Passage shown:
--- BEGIN ---

Generalized Linear Models
Posted: Updated:
The concept of Generalized Linear Models (‘GLMs’) didn’t click until I saw it from a lucky angle. When I first encountered it, I was confused by its arbitrarylooking design. The fortunate perspective came with understanding its motivation: to generalize linear regression. Someone broke linear regression into pieces, generalized each of them and put them back together, creating a machine with more nobs.
What are Generalized Linear Models?
We’ll start in the friendly world of linear regression. We assume a scalar \(y\) is normally distributed with a mean given as a linear combination of a vector \(\mathbf{x}\). This may be written:
\[\begin{align} p(y) & = \mathcal{N}(y \vert \mu,\sigma^2) \tag{1}\\ \mu & = \mathbf{x}^{\top}\boldsymbol{\beta} \tag{2} \end{align}\]We’ll call (1) the ‘distribution assumption’ and (2) the ‘expectedy and \(\mathbf{x}\) relation assumption’. The latter has this name because \(\mu\) is the expectation of \(y\) given \(\mathbf{x}\). That is, \(\mu=\mathbb{E}[y\vert\mathbf{x}]\).
A GLM generalizes both (1) and (2).
Generalizing the Distribution Assumption
We generalize from:
\(y\) is normally distributed given \(\mathbf{x}\).
to
\(\mathbf{y}\) has a distribution within the exponential family given \(\mathbf{x}\).

--- END ---

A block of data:

--- BEGIN ---

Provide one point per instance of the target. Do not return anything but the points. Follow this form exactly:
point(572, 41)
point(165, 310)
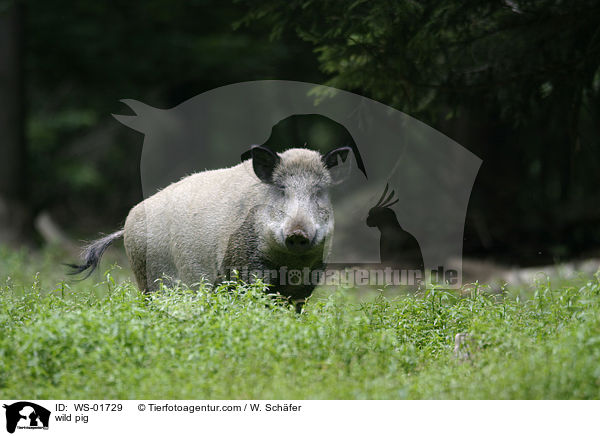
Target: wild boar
point(271, 213)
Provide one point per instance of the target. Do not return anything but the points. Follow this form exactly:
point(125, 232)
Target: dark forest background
point(517, 83)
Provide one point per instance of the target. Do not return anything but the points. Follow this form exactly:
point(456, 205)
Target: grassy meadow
point(101, 338)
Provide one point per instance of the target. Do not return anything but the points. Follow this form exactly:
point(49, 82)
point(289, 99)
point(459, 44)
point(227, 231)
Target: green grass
point(102, 339)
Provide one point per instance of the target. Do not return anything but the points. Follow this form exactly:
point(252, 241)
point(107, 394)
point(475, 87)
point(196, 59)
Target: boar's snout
point(297, 241)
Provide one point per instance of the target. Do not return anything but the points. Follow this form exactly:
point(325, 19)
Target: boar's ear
point(264, 162)
point(339, 172)
point(331, 158)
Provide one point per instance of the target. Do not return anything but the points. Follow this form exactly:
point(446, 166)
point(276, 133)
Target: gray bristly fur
point(92, 253)
point(242, 216)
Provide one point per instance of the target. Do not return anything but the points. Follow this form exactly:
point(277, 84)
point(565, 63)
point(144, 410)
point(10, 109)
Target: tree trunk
point(15, 216)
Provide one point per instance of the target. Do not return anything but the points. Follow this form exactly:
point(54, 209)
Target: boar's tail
point(92, 253)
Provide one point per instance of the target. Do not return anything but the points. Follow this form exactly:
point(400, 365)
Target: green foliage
point(107, 340)
point(515, 82)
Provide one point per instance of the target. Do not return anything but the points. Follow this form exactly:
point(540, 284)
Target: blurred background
point(517, 83)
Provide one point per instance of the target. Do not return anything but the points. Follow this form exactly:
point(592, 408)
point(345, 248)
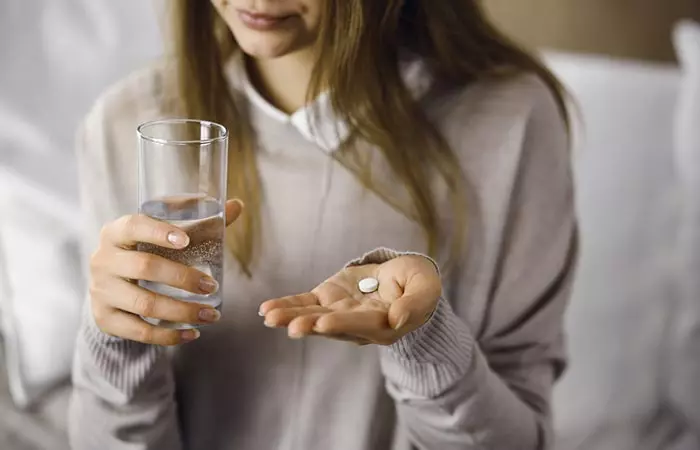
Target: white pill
point(368, 285)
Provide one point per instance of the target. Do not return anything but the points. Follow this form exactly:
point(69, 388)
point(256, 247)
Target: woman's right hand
point(117, 302)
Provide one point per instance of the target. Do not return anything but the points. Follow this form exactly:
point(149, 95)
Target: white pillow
point(687, 41)
point(41, 291)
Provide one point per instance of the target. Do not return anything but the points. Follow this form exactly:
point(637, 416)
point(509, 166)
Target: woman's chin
point(265, 47)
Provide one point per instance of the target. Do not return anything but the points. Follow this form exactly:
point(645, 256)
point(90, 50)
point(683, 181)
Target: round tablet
point(368, 285)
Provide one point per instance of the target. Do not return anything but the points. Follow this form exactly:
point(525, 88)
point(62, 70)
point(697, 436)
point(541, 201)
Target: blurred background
point(633, 69)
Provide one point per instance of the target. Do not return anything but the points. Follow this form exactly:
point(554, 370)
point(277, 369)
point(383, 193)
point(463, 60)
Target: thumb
point(233, 210)
point(414, 307)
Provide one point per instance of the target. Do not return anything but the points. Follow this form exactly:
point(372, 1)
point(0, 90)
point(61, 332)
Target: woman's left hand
point(408, 293)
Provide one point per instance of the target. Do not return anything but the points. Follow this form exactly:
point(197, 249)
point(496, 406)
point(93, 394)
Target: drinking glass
point(182, 181)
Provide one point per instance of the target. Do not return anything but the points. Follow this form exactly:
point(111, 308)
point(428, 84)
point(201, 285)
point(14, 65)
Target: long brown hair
point(359, 46)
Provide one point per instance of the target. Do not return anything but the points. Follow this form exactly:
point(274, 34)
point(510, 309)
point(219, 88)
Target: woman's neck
point(284, 81)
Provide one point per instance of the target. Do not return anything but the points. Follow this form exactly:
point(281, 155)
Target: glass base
point(170, 325)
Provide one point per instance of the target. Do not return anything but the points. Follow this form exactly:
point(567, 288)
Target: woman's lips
point(262, 22)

--- END ---

Work instructions:
• 1. Modify the rows of the data block, starting with the first row and going on through the line with "point(101, 338)": replace "Follow this form exactly" with "Use this exact format" wherever it occurs, and leave everything else unchanged. Omit the pictures from the answer.
• 2. Extend the passage on generalized linear models, beginning after its final sentence.

Responses for each task:
• 1.
Provide one point per instance of the target. Do not return anything but the points. Use this exact format:
point(572, 41)
point(165, 310)
Target: wild boar
point(271, 213)
Provide one point per instance of the target. Do not return anything but the points. Use this exact format:
point(125, 232)
Target: dark forest background
point(517, 83)
Provide one point per instance of the target. Do not return anything but the points. Use this exact format:
point(456, 205)
Target: grassy meadow
point(101, 338)

• 2.
This is a clever move considering the exponential family is an elegant, expressive and useful object. To refresh, the vector \(\mathbf{y}\) has a distribution from the exponential family if its probability mass or density is:
\[\begin{align} p(\mathbf{y})=&\frac{1}{Z(\boldsymbol{\theta})}h(\mathbf{y})\exp\Big\{T(\mathbf{y})\cdot\boldsymbol{\theta}\Big\}\\ \end{align}\]according to some parameter vector \(\boldsymbol{\theta}\). The choice of the functions \(h(\cdot)\) and \(T(\cdot)\) will determine which distribution within the exponential family we’re using. So we could choose them such we get the Normal distribution, but a different choice might give us the Binomial or Poisson or something else. Though we can’t choose \(Z(\boldsymbol{\theta})\); it’s there to ensures \(p(\mathbf{y})\) integrates to one. So a choice of \(h(\cdot)\) and \(T(\cdot)\) fixes \(Z(\cdot)\).
One thing to call out is that the dependent variable just went from necessarily a scalar (\(y\)) to a vector (\(\mathbf{y}\)); we’ve subtly generalized to multioutput predictions.
Before the Next Generalization
Suppose we’ve chosen \(h(\cdot)\) and \(T(\cdot)\) to recreate linear regression. We have:
\[\begin{align} p(y) & = \frac{1}{Z(\theta)}h(y)\exp\Big\{T(y)\cdot\theta\Big\} \tag{1}\\ \mu & = \mathbf{x}^{\top}\boldsymbol{\beta} \tag{2}\\ \end{align}\]Notice an issue? How does \(\mu\) connect to \(\theta\)? We have to build that bridge. We can get that done with a function \(\Psi(\cdot)\), which is defined to solve the problem:
\[\theta = \Psi(\mu)\]This means if we select \(h(\cdot)\) and \(T(\cdot)\) to recreate linear regression, \(\Psi(\cdot)\) will fall out as required. It is fully determined by the distribution we name and that distribution’s connection between \(\theta\) and the resulting expectation of \(y\)^{1}.
Now unsuppose so we may get back to generalizing.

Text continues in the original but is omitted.